| Reading text |
# Social Security Payements



## moggy666 (Jul 7, 2010)

Hi,

We are looking to retire to Portugal next spring and have a question regarding the dreaded issue of Income Tax. 

We are going to live in Portugal permanently as residents.

We are in our early 40’s :clap2: and have no children. We will be living on a non-taxable medical pension of €750 per month plus a taxable company pension of €800 per month.

I have paid UK income tax for 26 years and the wife for 28 years. We have got a UK state pension forecast, which isn’t far of the full amount.

My company pension will still be paid and taxed in the UK. 

As Portugal has a tax agreement with the UK I am happy that I will only pay income tax in the UK but I am not sure about the requirement for social security.

Can anyone tell me if we will have to pay into the Portuguese social security system, as we are not of retirement age, and if so at what percentage?

lane:


----------



## canoeman (Mar 3, 2011)

Tax on UK pension you can opt to have it taxed in Portugal rather than UK, you should check that the medical pension would not be taxed here, as Residents you are required to file a tax return in Portugal and declare your UK income (pensions) and tax paid, you would not be taxed on same income twice if you opted to pay tax in UK.

The UK will fund up to 2.5 years contributions into the Portuguese Social Security system, there is a provision for making voluntary contributions to the S/S here, but I've never been able to find out what or how much is required.
I would suggest you contact them direct and let us all know Segurana Social


----------

| Exercises to complete |
1. Please translate this sentence from the forum thread into French: "My company pension will still be paid and taxed in the UK."
2. Repeat word for word the stretch of the forum thread from "## canoeman (Mar" through "pay tax in UK.".

| Data shown |
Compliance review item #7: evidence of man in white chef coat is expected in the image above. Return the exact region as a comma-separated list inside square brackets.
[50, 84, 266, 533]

| Answers for the tasks |
1. Ma pension d'entreprise continuera d'être versée et imposée au Royaume-Uni.

2.
## canoeman (Mar 3, 2011)

Tax on UK pension you can opt to have it taxed in Portugal rather than UK, you should check that the medical pension would not be taxed here, as Residents you are required to file a tax return in Portugal and declare your UK income (pensions) and tax paid, you would not be taxed on same income twice if you opted to pay tax in UK.